## START INPUT FOR THIS TASK

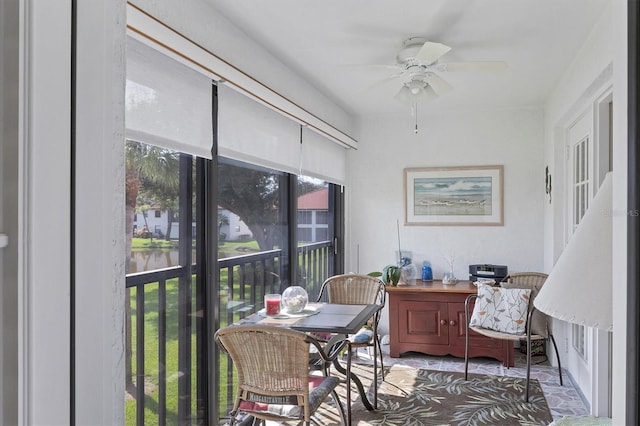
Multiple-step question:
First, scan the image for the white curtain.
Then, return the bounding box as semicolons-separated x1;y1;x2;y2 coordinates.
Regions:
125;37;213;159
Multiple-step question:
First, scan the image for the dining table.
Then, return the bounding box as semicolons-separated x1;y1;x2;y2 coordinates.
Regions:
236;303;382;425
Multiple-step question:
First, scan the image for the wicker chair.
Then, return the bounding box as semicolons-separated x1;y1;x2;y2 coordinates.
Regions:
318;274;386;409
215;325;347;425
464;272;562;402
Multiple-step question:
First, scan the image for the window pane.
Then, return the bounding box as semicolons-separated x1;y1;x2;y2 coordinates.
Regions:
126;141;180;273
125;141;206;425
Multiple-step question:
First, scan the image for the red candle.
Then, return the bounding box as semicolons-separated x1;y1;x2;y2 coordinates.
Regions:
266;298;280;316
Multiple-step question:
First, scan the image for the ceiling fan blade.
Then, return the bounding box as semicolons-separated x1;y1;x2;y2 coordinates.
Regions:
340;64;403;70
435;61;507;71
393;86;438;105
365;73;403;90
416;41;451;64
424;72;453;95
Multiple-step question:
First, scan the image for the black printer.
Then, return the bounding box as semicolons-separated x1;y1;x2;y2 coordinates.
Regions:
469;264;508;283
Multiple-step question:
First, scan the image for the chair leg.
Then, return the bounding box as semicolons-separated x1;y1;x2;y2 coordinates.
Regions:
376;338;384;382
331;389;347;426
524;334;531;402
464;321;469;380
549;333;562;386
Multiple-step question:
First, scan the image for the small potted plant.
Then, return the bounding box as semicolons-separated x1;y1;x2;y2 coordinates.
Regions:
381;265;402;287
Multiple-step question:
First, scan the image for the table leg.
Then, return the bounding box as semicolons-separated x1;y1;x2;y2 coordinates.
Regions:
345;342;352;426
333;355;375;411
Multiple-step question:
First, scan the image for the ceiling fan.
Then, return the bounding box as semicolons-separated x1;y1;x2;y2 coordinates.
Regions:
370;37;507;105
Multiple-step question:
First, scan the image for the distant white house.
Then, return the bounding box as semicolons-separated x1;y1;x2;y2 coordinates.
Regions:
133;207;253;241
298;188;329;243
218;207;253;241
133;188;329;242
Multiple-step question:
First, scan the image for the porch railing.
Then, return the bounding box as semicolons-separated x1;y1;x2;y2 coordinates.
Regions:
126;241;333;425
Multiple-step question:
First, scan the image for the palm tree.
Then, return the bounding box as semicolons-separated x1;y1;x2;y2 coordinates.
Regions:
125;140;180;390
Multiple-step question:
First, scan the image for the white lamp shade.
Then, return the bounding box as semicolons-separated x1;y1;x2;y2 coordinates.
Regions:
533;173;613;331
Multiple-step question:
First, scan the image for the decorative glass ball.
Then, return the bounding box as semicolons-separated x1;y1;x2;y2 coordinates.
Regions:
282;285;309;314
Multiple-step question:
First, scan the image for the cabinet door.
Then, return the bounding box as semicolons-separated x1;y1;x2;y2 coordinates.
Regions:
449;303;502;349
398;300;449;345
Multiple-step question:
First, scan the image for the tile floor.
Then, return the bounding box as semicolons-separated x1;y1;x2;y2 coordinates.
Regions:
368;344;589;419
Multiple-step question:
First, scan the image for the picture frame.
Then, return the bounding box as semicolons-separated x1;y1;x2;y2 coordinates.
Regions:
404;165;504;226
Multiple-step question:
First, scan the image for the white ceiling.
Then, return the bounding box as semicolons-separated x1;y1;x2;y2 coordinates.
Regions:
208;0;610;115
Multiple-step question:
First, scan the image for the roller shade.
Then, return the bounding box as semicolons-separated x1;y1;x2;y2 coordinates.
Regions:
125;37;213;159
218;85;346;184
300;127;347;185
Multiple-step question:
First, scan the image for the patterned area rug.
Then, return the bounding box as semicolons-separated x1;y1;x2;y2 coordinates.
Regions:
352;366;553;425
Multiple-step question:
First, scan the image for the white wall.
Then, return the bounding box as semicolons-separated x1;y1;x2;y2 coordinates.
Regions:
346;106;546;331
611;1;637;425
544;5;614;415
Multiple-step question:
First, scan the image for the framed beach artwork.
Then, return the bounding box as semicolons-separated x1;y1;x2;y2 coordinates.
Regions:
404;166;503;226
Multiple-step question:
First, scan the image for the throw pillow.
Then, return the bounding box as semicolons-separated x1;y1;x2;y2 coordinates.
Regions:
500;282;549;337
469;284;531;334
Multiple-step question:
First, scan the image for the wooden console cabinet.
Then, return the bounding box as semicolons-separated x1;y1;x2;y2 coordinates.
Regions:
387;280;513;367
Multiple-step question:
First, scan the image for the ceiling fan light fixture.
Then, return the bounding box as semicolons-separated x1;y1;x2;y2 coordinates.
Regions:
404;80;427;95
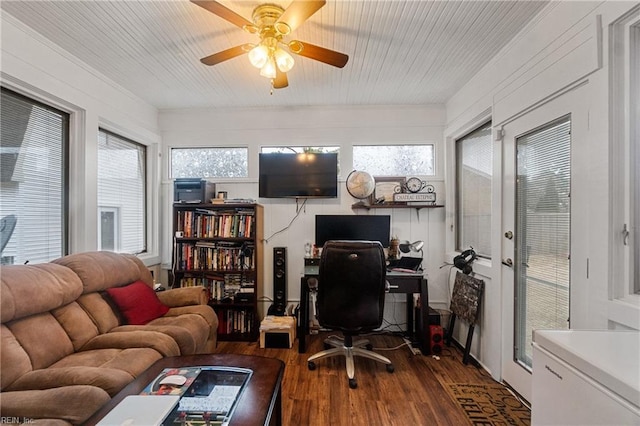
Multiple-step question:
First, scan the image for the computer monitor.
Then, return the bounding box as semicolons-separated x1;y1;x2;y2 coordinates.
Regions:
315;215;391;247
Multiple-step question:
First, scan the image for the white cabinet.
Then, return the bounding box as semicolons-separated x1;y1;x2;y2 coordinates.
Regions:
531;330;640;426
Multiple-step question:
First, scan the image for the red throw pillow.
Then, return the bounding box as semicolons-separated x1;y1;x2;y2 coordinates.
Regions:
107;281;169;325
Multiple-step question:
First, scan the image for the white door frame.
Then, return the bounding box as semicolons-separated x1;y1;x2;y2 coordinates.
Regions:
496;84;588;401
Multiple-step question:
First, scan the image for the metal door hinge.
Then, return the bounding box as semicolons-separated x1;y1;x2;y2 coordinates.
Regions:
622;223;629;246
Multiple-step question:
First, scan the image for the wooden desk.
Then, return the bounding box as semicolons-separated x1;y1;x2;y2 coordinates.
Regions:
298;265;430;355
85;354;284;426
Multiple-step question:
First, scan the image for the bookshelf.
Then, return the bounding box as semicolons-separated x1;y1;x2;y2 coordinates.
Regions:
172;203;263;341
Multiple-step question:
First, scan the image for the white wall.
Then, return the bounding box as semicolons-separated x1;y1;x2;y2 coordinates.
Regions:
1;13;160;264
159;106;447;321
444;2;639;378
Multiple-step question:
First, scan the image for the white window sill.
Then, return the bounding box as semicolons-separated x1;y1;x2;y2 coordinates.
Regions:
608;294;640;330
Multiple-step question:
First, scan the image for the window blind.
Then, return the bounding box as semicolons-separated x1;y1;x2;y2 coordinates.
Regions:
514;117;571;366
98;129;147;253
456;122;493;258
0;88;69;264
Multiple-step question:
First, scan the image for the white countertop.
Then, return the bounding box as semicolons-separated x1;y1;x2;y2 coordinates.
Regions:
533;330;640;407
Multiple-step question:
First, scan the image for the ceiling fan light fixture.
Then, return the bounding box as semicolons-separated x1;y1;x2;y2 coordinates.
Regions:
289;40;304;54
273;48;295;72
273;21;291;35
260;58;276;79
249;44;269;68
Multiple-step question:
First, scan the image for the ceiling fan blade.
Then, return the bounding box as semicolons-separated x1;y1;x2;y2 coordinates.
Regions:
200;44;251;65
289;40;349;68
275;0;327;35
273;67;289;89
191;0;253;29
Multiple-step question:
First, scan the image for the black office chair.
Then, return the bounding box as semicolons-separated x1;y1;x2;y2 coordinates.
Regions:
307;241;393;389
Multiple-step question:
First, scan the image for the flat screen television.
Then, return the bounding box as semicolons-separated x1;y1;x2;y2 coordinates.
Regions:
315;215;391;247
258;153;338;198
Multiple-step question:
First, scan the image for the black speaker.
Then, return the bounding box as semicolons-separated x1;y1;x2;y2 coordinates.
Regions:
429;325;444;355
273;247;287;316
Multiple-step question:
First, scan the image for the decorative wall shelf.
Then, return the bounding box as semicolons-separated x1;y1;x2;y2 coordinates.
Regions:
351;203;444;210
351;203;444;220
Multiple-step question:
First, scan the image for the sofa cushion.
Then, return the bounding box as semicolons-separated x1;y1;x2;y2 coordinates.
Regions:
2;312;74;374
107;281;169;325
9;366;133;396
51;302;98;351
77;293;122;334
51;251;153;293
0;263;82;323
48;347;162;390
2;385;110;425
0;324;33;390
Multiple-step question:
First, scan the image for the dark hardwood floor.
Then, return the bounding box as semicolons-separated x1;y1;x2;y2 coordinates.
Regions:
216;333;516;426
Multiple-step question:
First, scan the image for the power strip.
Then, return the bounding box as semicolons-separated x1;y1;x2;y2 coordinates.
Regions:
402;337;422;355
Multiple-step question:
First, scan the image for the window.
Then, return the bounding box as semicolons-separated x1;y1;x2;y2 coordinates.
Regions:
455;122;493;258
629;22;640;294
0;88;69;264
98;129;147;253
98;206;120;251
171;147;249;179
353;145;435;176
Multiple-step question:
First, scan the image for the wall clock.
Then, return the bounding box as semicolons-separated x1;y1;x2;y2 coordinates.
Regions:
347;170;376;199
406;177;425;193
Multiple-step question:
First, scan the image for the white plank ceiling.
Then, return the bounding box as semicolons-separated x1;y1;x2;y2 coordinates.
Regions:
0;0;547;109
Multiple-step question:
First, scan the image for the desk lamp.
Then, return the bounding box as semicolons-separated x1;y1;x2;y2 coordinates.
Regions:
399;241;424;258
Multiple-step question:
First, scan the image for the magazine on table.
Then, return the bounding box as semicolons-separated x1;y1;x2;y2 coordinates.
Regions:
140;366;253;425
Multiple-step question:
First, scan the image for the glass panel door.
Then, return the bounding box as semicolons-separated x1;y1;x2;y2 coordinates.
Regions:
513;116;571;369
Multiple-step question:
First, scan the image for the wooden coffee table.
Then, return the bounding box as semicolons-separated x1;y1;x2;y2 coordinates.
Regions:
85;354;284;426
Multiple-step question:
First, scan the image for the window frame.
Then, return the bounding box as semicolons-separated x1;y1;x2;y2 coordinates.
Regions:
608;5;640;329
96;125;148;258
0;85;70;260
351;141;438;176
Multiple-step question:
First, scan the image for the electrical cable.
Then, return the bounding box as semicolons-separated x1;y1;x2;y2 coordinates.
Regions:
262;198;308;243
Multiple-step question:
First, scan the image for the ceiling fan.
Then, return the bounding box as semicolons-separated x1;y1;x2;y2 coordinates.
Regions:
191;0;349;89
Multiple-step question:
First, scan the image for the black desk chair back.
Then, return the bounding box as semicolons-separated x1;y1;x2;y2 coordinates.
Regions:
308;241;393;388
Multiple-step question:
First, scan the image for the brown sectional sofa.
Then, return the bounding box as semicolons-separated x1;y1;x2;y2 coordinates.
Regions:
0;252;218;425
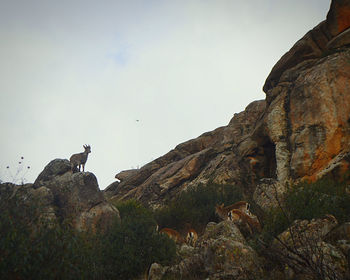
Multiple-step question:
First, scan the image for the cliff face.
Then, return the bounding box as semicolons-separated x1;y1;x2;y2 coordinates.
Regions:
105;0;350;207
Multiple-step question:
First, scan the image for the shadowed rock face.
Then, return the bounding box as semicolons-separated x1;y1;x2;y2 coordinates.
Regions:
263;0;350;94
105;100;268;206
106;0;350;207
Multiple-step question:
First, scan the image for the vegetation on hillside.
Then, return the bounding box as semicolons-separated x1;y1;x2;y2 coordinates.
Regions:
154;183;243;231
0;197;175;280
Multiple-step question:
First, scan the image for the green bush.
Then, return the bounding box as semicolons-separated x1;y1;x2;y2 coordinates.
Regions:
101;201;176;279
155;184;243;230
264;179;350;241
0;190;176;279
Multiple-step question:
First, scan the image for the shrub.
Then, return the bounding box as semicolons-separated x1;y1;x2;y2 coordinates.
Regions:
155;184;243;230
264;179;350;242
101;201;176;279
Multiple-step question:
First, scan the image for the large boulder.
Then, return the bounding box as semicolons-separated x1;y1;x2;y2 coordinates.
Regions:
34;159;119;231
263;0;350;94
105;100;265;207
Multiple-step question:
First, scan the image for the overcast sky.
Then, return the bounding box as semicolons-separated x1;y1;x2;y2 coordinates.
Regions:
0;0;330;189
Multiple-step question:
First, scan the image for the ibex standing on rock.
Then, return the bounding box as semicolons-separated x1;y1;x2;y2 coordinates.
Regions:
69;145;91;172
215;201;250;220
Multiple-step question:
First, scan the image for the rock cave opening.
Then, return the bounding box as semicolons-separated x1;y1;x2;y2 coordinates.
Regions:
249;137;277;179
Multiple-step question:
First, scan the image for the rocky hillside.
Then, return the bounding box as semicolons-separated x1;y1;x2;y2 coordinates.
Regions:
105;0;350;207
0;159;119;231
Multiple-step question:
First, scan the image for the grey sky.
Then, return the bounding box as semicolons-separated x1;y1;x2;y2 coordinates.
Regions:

## END INPUT FOR THIS TASK

> **EXERCISE BRIEF**: Copy out each line of the records above that contains the word "pillow".

> **COMPLETE OUTPUT**:
First, scan the image for the throw pillow.
First, scan the image for the red throw pillow.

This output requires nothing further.